╭─ Exercise material

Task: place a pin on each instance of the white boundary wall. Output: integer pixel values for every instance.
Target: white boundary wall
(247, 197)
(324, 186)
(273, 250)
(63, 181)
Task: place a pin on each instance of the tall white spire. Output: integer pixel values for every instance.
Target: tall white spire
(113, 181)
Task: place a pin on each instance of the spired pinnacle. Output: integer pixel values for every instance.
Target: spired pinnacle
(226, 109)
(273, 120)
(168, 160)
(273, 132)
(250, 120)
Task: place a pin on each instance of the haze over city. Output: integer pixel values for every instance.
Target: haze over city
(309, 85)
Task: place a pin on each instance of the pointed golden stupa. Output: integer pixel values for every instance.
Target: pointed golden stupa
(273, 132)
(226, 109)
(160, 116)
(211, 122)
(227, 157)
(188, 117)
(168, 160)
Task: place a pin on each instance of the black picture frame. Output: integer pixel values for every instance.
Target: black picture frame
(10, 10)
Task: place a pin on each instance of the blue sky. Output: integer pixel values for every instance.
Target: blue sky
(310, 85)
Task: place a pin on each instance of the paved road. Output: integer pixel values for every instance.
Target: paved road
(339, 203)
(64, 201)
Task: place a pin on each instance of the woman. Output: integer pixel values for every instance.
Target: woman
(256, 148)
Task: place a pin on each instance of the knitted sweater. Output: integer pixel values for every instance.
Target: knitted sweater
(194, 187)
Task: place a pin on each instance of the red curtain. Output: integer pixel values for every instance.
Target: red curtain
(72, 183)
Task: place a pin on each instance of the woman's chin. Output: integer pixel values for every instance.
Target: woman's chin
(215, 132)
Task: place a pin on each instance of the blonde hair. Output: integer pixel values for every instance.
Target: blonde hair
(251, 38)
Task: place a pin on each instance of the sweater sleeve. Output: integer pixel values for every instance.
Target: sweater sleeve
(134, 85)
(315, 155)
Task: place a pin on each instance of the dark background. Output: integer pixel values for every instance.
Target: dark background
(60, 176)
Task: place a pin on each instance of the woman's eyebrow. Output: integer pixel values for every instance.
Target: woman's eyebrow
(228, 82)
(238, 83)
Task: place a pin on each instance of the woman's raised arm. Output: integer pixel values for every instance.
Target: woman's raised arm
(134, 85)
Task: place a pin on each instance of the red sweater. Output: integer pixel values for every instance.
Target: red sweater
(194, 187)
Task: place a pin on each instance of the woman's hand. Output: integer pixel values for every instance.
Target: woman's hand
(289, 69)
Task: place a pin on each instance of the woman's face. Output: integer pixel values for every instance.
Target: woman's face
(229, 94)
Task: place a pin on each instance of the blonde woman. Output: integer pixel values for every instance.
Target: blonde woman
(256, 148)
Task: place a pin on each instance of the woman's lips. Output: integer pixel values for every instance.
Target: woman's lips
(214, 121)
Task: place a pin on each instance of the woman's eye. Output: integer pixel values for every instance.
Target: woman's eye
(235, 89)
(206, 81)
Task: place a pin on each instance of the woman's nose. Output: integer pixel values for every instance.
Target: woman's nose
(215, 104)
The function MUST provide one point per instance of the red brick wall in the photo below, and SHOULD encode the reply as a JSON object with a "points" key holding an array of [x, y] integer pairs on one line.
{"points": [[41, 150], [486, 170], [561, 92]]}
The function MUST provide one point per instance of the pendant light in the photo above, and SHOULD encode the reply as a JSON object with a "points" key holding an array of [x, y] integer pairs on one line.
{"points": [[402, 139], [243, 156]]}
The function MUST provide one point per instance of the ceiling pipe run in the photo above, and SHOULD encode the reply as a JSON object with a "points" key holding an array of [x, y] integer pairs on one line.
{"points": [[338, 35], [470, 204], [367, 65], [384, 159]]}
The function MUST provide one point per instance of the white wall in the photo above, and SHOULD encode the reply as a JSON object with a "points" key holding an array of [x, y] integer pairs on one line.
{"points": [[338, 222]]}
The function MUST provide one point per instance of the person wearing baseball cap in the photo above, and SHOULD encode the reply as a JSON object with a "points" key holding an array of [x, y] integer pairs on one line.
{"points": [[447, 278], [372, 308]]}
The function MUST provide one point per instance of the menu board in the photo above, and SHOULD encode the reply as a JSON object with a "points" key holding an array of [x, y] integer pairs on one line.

╰─

» What is needed: Return all the lines shown above, precisely as they stand.

» Exercise output:
Task: place a pin on each instance of the white boundary wall. Output: integer pixel values for every instance.
Target: white boundary wall
(247, 197)
(324, 186)
(273, 250)
(63, 181)
Task: place a pin on each instance of the tall white spire. Output: integer pixel values for every instance.
Target: tall white spire
(113, 181)
Task: place a pin on each instance of the spired pinnacle. Output: integer pixel values for every instance.
Target: spired pinnacle
(226, 109)
(273, 120)
(168, 160)
(273, 132)
(250, 120)
Task: place a pin on each instance of the haze over city. Output: integer pixel values for every instance.
Target: haze over city
(309, 85)
Task: place a pin on each instance of the pointed golden stupa. Output: integer pixel values for every instance.
Target: pointed golden stupa
(273, 132)
(226, 109)
(160, 116)
(211, 122)
(227, 157)
(188, 117)
(168, 160)
Task: place a pin on each instance of the black picture frame. Output: integer pixel values for every instance.
Target: black picture frame
(10, 10)
Task: place a pin on each instance of the blue sky. Output: integer pixel values for every instance.
Target: blue sky
(310, 85)
Task: place a pin on each instance of the paved road. Output: integer pixel values for every instance.
Target: paved road
(339, 203)
(64, 201)
Task: place a pin on each instance of the woman. Output: integer pixel values for every instance.
Target: woman
(256, 148)
Task: place a pin on each instance of the knitted sweater. Output: integer pixel values for every instance.
Target: knitted sweater
(194, 187)
Task: place a pin on each instance of the red curtain. Output: integer pixel values for every instance.
Target: red curtain
(72, 183)
Task: place a pin on each instance of the woman's chin. Output: integer pixel values for every instance.
Target: woman's chin
(215, 132)
Task: place a pin on each instance of the blonde hair. Output: integer pixel values for every instance.
Target: blonde hair
(251, 38)
Task: place a pin on each instance of the sweater sleeve. Output: integer pixel values for every instance.
Target: sweater sleeve
(134, 85)
(315, 155)
Task: place a pin on each instance of the dark background. Output: integer pixel values for every instance.
Target: dark background
(60, 176)
Task: place a pin on each instance of the woman's eyebrow. Output: integer pixel values for every instance.
Target: woman's eyebrow
(228, 82)
(238, 83)
Task: place a pin on each instance of the woman's raised arm. Output: integer pixel values for every instance.
Target: woman's raised arm
(134, 85)
Task: place a pin on each instance of the red sweater. Output: integer pixel values for every instance.
Target: red sweater
(194, 187)
Task: place a pin on each instance of the woman's hand. Output: integer pixel values for every instance.
Target: woman's hand
(289, 69)
Task: place a pin on each instance of the woman's face. Output: integer pixel values for every instance.
Target: woman's face
(229, 94)
Task: place a pin on each instance of the blonde woman. Output: integer pixel values for every instance.
Target: blonde woman
(256, 148)
Task: place a pin on each instance of the woman's lips. Output: integer pixel values for every instance.
Target: woman's lips
(214, 121)
Task: place a pin on each instance of the woman's eye. Output: integer pixel values for every instance.
Target: woman's eye
(235, 89)
(206, 81)
Task: place a pin on each instance of the woman's nose. Output: integer pixel values for every instance.
Target: woman's nose
(215, 104)
The function MUST provide one point per instance of the red brick wall in the photo below, and SHOULD encode the reply as a JSON object with a "points" key holding an array of [x, y] integer pairs on one line.
{"points": [[41, 150], [486, 170], [561, 92]]}
The function MUST provide one point per instance of the pendant light in the photo above, and SHOULD encode the reply as a JSON object with a "points" key holding an array of [x, y] integer pairs on one line.
{"points": [[402, 139], [243, 156]]}
The function MUST provide one point per instance of the ceiling pipe run in the photo above, and SHOULD encode the reply as a JSON object with a "points" key holding an array of [x, y] integer pairs on one line.
{"points": [[338, 35], [470, 204], [367, 65], [384, 159]]}
The function MUST provide one point per instance of the white wall in the photo above, and SHOULD encode the reply as a JSON object with a "points" key holding an array of [x, y] integer pairs on one line.
{"points": [[338, 222]]}
The function MUST provide one point per instance of the person wearing baseball cap in the photo above, and SHOULD encode the reply as a JSON object with a "points" key holding an array of [x, y] integer pairs on one line.
{"points": [[447, 278], [372, 308]]}
The function MUST provide one point per instance of the menu board in the photo above, and SHOULD encode the reply as a JSON object with a "points" key holding an array of [x, y] integer pairs on one line.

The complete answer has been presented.